_DESCRIPTION OF THE TASK_. Write the data out again so that it matches word for word.

___ EXERCISE DATA ___

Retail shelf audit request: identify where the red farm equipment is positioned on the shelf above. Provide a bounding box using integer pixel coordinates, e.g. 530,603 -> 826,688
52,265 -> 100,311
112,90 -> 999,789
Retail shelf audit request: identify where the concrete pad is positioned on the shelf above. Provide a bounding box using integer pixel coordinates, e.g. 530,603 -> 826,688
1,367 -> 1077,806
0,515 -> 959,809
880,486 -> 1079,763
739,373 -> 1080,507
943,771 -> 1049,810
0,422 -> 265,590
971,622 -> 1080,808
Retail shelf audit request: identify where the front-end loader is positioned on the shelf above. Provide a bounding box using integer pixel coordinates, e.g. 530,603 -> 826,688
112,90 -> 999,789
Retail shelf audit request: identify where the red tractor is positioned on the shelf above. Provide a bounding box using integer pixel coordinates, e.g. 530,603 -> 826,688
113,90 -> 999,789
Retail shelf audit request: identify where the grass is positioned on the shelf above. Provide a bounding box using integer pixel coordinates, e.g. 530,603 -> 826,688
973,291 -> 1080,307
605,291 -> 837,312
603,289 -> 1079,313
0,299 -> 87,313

___

_EXERCISE ANSWER_.
Retail shelf audit request: identify where the red farm equipment is positioned on the shelf above. Provide a bounding box using integer pixel coordinates, e.g. 530,603 -> 826,688
52,265 -> 100,311
112,90 -> 999,789
Retail shelf audit request: identify where the concrete pad is positioned on the shelf above. Provide a bounding box using integer pixel coordinates, e.g. 530,603 -> 826,688
1,367 -> 1077,806
0,515 -> 959,809
880,486 -> 1079,763
739,373 -> 1080,507
943,771 -> 1049,810
0,422 -> 265,590
971,622 -> 1080,808
Retail shelf audit request: identify where the front-end loader is positioned on the shelf above. Provide a bounding box using integer pixel coordinates, e.g. 530,603 -> 826,688
112,90 -> 999,789
Retail shelf audit request: identify where the red tractor is positioned on the shelf above. Provide a bounding box using integer pixel coordinates, e.g. 530,603 -> 826,688
113,90 -> 999,789
Retail shelf audit request: identify where the grass is positioned on the shelf above. Provide a bounding box using integer pixel coordinates, e.g. 530,603 -> 826,688
973,291 -> 1080,307
605,291 -> 837,312
603,289 -> 1079,313
0,299 -> 87,313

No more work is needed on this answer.